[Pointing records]
= = = = = = =

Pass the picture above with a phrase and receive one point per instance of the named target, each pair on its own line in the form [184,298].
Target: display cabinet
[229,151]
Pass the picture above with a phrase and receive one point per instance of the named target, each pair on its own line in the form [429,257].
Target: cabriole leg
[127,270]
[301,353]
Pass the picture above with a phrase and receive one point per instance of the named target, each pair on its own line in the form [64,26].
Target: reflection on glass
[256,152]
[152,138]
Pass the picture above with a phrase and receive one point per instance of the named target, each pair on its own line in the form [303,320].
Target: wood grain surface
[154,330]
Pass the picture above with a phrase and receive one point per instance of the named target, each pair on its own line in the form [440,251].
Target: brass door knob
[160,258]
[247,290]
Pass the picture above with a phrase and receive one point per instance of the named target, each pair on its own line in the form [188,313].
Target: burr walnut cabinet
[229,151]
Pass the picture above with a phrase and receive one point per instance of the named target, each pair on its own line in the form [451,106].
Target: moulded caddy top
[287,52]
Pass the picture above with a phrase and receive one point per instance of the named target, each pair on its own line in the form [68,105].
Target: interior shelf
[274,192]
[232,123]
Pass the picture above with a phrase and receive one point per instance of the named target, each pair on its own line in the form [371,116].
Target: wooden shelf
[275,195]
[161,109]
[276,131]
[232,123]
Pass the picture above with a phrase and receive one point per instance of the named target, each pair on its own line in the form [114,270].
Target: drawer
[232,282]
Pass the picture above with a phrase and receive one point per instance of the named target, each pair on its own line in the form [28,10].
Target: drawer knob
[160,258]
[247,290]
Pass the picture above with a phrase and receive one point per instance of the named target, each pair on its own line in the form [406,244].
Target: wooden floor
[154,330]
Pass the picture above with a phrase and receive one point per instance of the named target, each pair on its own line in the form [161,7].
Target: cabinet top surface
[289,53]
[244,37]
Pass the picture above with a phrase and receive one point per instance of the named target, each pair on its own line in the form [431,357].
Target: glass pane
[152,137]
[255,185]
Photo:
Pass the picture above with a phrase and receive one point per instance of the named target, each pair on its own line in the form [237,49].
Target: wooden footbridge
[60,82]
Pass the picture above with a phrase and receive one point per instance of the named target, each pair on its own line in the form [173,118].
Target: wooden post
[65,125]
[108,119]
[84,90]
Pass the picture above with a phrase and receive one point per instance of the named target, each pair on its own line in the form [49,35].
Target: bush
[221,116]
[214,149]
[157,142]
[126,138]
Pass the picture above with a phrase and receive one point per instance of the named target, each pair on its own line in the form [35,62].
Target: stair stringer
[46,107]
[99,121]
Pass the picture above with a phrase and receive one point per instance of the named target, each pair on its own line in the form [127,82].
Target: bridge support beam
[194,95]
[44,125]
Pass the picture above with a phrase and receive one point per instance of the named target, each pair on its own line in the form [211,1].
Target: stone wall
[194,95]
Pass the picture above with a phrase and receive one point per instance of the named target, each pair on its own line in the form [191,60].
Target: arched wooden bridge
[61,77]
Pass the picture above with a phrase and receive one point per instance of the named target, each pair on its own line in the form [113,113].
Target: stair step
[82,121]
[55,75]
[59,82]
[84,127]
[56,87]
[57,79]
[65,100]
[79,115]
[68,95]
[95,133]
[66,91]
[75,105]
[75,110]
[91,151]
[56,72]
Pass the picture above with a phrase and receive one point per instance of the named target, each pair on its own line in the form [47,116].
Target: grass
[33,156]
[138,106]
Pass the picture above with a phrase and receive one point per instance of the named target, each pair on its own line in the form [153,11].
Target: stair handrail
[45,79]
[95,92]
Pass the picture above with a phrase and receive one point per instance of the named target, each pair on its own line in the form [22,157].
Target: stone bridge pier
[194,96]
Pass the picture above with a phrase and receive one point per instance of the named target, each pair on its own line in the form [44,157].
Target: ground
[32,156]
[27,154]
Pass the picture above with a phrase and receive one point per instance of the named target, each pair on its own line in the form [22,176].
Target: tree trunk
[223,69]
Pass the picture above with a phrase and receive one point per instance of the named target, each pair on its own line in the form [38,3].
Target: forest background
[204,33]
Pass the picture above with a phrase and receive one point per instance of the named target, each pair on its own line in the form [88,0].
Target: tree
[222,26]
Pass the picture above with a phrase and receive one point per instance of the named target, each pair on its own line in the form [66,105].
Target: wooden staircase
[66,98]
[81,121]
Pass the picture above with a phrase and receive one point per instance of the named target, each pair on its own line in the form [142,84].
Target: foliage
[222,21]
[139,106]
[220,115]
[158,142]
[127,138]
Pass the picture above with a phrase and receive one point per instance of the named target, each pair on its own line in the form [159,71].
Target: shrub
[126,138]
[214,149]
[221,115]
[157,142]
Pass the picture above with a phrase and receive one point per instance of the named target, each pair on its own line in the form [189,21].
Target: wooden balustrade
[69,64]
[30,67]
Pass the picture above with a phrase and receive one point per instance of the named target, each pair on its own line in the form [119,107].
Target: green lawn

= = = = = = =

◆ **WHAT IS EXPECTED**
Give an exact repetition of all the material.

◆ **WRITTEN ANSWER**
Pass the picture above with a phrase and receive one point per instance of the named target, each pair on its own line in the form [184,298].
Target: display cabinet
[229,151]
Pass the picture above with a phrase and receive one point per instance of the named target, each pair on its own line in the form [429,257].
Target: cabriole leg
[127,270]
[301,353]
Pass the picture above with a phrase and receive one point per instance of the named target, each pair on its own line in the form [64,26].
Target: reflection on glass
[256,152]
[152,138]
Pass the picture above with a phrase and receive one point per instance of the named target, each pair on its own line in the form [303,320].
Target: wood grain surface
[154,330]
Pass the picture above with a phrase and receive one point per instance of the named target, each pair on its own line in the form [440,251].
Target: brass door knob
[160,258]
[247,290]
Pass the picture above with a phrase and receive one point per instance of the named target, each pair on its own line in the form [188,313].
Target: burr walnut cabinet
[229,151]
Pass the picture above with a phrase and receive one point per instance of the named target, each pair on its own line in the form [451,106].
Target: moulded caddy top
[287,52]
Pass the picture above with a phrase and receive one point per instance of the named target, each pair on its own line in the form [68,105].
Target: interior shelf
[274,192]
[232,123]
Pass the picture above with a phrase and receive one point per instance of the named target, each pair on its own line in the form [371,116].
Target: wooden shelf
[275,195]
[161,109]
[276,131]
[232,123]
Pass the picture above with a phrase and receive one point per instance of the named target, each pair on its own line in the form [114,270].
Target: drawer
[232,282]
Pass the picture above with a phrase and receive one point per instance of the named target, each pair on its own line in the form [28,10].
Target: drawer knob
[160,258]
[247,290]
Pass the picture above with a phrase and receive one point per instance of the named target, each pair on its own line in the form [406,244].
Target: wooden floor
[154,330]
Pass the picture above with a phrase and receive one point per instance of the named target, each pair on its own line in the form [161,7].
Target: cabinet top surface
[289,53]
[244,37]
Pass the picture above with a phrase and receive one point per instance of the named target, each pair on its own line in the form [431,357].
Target: glass pane
[152,137]
[255,185]
Photo:
Pass the picture above with a phrase and receive one point per instance of the named target, each pair on its own line in the form [237,49].
Target: wooden footbridge
[60,82]
Pass the picture above with a phrase and receive one point per instance of the named target, each pair on its own line in the form [173,118].
Target: wooden post
[65,125]
[108,119]
[84,90]
Pass the picture above with a phrase and receive one point per instance of the named target, each pair on its own line in the form [49,35].
Target: bush
[221,116]
[214,149]
[157,142]
[126,138]
Pass the picture above with a phrase and receive one point per instance of the named target, each pair on its own line in the form [35,62].
Target: stair stringer
[46,107]
[99,121]
Pass the picture above with a phrase and receive one point per instance of the named target, each pair on its own line in the form [127,82].
Target: bridge support beam
[194,95]
[44,125]
Pass the picture above with a phrase and receive one point per instance of the named target, each pair on its own line in the form [211,1].
Target: stone wall
[194,95]
Pass the picture above with a phrase and receive one point per instance of the named target, each pair on its own line in the form [191,60].
Target: arched wooden bridge
[61,77]
Pass the picture above with a phrase and receive one point per instance of the named target, each pair on its own line in the form [113,113].
Target: stair step
[82,121]
[55,75]
[59,82]
[84,127]
[56,87]
[57,79]
[65,100]
[79,115]
[68,95]
[95,133]
[66,91]
[75,105]
[75,110]
[91,151]
[56,72]
Pass the picture above with a phrase and receive one point per instance of the named target, each pair on its own line in the form [47,116].
Target: grass
[33,156]
[138,106]
Pass the picture above with a phrase and receive one point per instance of the named target, each pair on its own line in the form [153,11].
Target: stair handrail
[45,79]
[95,92]
Pass the picture above with a phrase and receive one point per instance of the named target, each pair on its own line in the form [22,157].
Target: stone bridge pier
[194,96]
Pass the picture above with a phrase and receive one point per instance of the named target, each pair on its own line in the form [44,157].
Target: ground
[32,156]
[27,154]
Pass the picture above with a phrase and receive one point per instance of the named target, each pair on its own line in the form [22,176].
Target: tree trunk
[223,69]
Pass the picture above with a phrase and receive one point per instance of the named target, each pair on its own line in the form [38,3].
Target: forest background
[204,33]
Pass the picture above with a phrase and receive one point per instance of the named target, each pair on its own line in the form [88,0].
Target: tree
[222,26]
Pass the picture above with a phrase and receive one point per instance of the named target, each pair on its own line in the form [66,105].
Target: wooden staircase
[66,98]
[81,121]
Pass the picture above with a phrase and receive one point per instance of the named target, each pair on its own line in the form [142,84].
Target: foliage
[222,21]
[139,106]
[220,115]
[158,142]
[127,138]
Pass the picture above with a phrase and receive one point per instance of the named target, each pair on its own line in the form [159,71].
Target: shrub
[126,138]
[214,149]
[221,115]
[157,142]
Pass the picture above with a phrase and receive one point per instance of the named target, each pair on its own line in the form [189,21].
Target: wooden balustrade
[69,64]
[30,67]
Pass the picture above with a phrase and receive one point per instance of the named target, each pair on its own line in the form [119,107].
Target: green lawn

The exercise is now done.